■ **CONSIGNE 1**:
Reproduisez à l'identique, du début à la fin, le portrait du pianiste Jérôme Rigaudias qui suit.

- - -

Tribune Juive

Nouvelle tournée en Israël du pianiste classique Jérôme Rigaudias: Portrait et Interview Par Hagay Sobol

Nouvelle tournée en Israël du pianiste classique Jérôme Rigaudias

les 21 et 22 décembre 2025

Portrait

Le pianiste Jérôme Rigaudias allie talent, virtuosité et répertoire exigeant. Après ses études au Conservatoire National de Région de Clermont-Ferrand, il a poursuivi sa formation au niveau international et perfectionné sa technique auprès de professeurs exceptionnels issus du Conservatoire Tchaïkovski de Moscou. Il vit aujourd’hui entre Bruxelles et Paris.

Jérôme Rigaudias se produit régulièrement dans des salles de concert renommées dans les plus grandes villes telles Paris, Lyon, San Francisco, Cracovie, Rome ou Bruxelles. Son vaste répertoire, allant du baroque à la musique contemporaine, comprend des œuvres célèbres comme le Concerto n° 2 de Rachmaninov, celui en fa majeur de J.S. Bach, les Variations en ut mineur de Beethoven, ou les Tableaux d’une exposition de Moussorgski[i]. Il explore également des compositeurs moins connus du grand public, tel Charles-Valentin Alkan, dont certaines œuvres ont été oubliées, alors qu’elles sont d’une très grande facture.

Jérôme Rigaudias enseigne le piano et la musique de chambre. De retour d’Istanbul où il a été pianiste permanent pendant six ans, il est membre du Collectif Arietta (rassemblant des musiciens de différentes cultures, France, Belgique, Turquie, Italie, Géorgie, Israël…) et a fondé le Trio Iveria en 2000.

Homme de conviction, Jérôme Rigaudias n’hésite pas à s’engager auprès de ses confrères et à soutenir les causes humanitaires, allant jusqu’à porter la musique bien loin des salles de concert. Ainsi, il a donné des récitals pour des détenus dans l’enceinte d’une prison, sur le quai d’une gare ferroviaire ou dans un théâtre en cours de rénovation. Il a soutenu l’association « Enfance et Partage » ou une collecte de fonds pour un groupe d’enfants au Honduras avec des programmes de musique classique.

- - -

■ **CONSIGNE 2**:
Dans les enregistrements ci-dessous, relevez toutes les lignes où figure le mot « shirt ».

■ **Entrées conservées d'une collection**:

- - -

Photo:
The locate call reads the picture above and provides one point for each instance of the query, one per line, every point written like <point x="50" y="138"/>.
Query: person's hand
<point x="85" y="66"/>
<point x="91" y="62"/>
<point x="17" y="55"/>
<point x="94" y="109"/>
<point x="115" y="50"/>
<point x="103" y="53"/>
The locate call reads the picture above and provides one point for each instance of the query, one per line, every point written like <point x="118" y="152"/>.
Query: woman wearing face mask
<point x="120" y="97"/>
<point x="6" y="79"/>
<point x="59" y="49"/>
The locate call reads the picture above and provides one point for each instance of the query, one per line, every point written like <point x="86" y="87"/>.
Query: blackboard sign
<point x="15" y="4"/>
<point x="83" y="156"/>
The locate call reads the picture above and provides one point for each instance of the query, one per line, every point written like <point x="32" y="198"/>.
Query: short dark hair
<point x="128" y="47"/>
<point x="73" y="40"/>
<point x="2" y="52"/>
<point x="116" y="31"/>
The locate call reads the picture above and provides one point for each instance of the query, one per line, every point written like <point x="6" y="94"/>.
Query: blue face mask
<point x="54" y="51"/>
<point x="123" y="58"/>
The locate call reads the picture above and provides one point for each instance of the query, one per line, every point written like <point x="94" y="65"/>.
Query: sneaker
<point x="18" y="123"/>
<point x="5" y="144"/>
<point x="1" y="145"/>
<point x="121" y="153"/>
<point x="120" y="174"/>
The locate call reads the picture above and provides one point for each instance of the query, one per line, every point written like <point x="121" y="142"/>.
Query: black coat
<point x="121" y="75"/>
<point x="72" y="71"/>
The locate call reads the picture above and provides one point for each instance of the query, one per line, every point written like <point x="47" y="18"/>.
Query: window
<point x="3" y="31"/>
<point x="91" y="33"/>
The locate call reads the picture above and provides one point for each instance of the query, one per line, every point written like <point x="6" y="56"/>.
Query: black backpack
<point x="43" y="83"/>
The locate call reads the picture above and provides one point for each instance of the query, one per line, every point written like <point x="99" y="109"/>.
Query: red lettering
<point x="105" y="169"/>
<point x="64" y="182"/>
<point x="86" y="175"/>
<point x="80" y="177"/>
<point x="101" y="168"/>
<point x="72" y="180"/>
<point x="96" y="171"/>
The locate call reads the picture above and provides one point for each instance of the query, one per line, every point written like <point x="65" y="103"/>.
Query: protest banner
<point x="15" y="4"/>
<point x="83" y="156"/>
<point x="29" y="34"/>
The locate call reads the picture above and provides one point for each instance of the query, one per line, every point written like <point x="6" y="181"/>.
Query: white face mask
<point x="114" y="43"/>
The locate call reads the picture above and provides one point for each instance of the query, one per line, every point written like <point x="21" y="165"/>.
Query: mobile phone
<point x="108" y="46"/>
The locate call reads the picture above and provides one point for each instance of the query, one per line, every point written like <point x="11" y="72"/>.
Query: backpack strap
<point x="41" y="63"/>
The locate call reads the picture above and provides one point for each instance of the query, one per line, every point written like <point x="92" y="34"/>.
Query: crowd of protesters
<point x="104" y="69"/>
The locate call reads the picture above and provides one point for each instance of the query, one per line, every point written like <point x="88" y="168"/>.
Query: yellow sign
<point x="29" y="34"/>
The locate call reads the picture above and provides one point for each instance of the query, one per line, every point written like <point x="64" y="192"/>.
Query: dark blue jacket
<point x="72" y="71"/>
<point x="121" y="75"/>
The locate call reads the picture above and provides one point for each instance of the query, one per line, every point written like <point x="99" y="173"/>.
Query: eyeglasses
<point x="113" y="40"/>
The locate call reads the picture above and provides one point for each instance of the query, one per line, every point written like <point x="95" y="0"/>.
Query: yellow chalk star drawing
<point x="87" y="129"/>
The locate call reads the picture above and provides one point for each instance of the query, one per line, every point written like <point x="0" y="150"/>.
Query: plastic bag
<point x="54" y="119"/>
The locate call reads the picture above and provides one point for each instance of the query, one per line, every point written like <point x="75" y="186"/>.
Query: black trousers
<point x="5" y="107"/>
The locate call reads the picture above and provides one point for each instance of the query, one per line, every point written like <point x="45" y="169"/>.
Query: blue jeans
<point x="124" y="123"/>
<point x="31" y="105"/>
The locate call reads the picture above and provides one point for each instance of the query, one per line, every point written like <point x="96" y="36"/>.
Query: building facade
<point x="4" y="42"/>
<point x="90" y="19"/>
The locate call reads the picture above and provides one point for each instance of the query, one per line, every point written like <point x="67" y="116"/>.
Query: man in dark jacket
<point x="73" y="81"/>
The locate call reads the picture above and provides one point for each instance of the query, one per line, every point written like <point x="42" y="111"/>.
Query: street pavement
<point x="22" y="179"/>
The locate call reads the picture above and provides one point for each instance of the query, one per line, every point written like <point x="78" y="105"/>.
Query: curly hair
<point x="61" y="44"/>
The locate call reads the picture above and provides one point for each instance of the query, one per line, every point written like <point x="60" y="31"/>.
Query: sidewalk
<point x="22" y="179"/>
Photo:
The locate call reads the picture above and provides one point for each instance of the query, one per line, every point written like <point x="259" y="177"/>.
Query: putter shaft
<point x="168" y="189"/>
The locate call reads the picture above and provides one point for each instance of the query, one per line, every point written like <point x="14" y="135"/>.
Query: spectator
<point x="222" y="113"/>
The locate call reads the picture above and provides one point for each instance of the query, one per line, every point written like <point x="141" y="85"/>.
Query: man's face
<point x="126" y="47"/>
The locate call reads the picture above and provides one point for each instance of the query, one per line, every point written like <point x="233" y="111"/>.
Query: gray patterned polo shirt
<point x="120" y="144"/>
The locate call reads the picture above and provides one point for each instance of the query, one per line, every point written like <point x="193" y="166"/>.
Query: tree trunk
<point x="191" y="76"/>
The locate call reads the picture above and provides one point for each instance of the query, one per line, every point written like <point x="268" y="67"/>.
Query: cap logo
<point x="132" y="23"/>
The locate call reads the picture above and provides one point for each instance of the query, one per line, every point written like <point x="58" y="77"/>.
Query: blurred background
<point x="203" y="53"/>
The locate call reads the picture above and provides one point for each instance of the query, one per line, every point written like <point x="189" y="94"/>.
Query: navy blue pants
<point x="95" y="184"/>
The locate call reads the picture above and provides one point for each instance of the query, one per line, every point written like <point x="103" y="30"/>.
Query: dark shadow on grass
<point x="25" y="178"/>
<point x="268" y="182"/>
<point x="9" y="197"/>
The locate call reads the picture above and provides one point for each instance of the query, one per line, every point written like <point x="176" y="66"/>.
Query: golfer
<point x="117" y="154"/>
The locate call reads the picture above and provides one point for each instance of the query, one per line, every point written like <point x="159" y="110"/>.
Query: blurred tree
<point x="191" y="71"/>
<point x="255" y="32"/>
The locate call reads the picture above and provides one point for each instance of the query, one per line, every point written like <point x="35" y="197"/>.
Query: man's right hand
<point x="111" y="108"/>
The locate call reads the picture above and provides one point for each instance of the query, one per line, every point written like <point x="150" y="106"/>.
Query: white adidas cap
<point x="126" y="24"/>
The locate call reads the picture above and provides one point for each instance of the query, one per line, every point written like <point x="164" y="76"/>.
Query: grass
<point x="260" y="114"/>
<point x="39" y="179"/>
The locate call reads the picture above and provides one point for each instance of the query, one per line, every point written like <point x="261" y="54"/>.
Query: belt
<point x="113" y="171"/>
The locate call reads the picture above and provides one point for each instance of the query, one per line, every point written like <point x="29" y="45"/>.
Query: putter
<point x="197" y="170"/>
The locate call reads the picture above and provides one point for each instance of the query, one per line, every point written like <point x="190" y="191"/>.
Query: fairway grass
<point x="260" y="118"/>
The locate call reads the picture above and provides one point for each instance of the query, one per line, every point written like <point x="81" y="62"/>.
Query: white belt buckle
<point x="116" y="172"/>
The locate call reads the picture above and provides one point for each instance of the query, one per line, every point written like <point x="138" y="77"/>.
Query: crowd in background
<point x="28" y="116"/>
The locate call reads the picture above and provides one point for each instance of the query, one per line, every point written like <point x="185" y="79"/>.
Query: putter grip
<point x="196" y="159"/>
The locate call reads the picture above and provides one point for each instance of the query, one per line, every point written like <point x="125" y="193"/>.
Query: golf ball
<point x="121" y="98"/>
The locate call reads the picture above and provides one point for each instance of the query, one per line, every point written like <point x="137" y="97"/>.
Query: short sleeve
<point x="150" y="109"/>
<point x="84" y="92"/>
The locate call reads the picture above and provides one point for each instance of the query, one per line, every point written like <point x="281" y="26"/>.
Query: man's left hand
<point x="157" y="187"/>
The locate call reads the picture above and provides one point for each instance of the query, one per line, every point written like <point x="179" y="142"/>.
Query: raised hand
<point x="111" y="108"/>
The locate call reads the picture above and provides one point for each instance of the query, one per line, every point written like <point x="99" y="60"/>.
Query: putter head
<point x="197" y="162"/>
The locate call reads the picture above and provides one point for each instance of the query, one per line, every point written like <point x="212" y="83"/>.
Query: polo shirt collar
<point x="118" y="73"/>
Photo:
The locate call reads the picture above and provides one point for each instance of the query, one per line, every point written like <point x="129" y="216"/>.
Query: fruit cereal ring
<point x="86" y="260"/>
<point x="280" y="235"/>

- - -

■ **RÉPONSE RÉDIGÉE 1**:
Tribune Juive

Nouvelle tournée en Israël du pianiste classique Jérôme Rigaudias: Portrait et Interview Par Hagay Sobol

Nouvelle tournée en Israël du pianiste classique Jérôme Rigaudias

les 21 et 22 décembre 2025

Portrait

Le pianiste Jérôme Rigaudias allie talent, virtuosité et répertoire exigeant. Après ses études au Conservatoire National de Région de Clermont-Ferrand, il a poursuivi sa formation au niveau international et perfectionné sa technique auprès de professeurs exceptionnels issus du Conservatoire Tchaïkovski de Moscou. Il vit aujourd’hui entre Bruxelles et Paris.

Jérôme Rigaudias se produit régulièrement dans des salles de concert renommées dans les plus grandes villes telles Paris, Lyon, San Francisco, Cracovie, Rome ou Bruxelles. Son vaste répertoire, allant du baroque à la musique contemporaine, comprend des œuvres célèbres comme le Concerto n° 2 de Rachmaninov, celui en fa majeur de J.S. Bach, les Variations en ut mineur de Beethoven, ou les Tableaux d’une exposition de Moussorgski[i]. Il explore également des compositeurs moins connus du grand public, tel Charles-Valentin Alkan, dont certaines œuvres ont été oubliées, alors qu’elles sont d’une très grande facture.

Jérôme Rigaudias enseigne le piano et la musique de chambre. De retour d’Istanbul où il a été pianiste permanent pendant six ans, il est membre du Collectif Arietta (rassemblant des musiciens de différentes cultures, France, Belgique, Turquie, Italie, Géorgie, Israël…) et a fondé le Trio Iveria en 2000.

Homme de conviction, Jérôme Rigaudias n’hésite pas à s’engager auprès de ses confrères et à soutenir les causes humanitaires, allant jusqu’à porter la musique bien loin des salles de concert. Ainsi, il a donné des récitals pour des détenus dans l’enceinte d’une prison, sur le quai d’une gare ferroviaire ou dans un théâtre en cours de rénovation. Il a soutenu l’association « Enfance et Partage » ou une collecte de fonds pour un groupe d’enfants au Honduras avec des programmes de musique classique.

■ **RÉPONSE RÉDIGÉE 2**:
Query: gray patterned polo shirt
Query: polo shirt collar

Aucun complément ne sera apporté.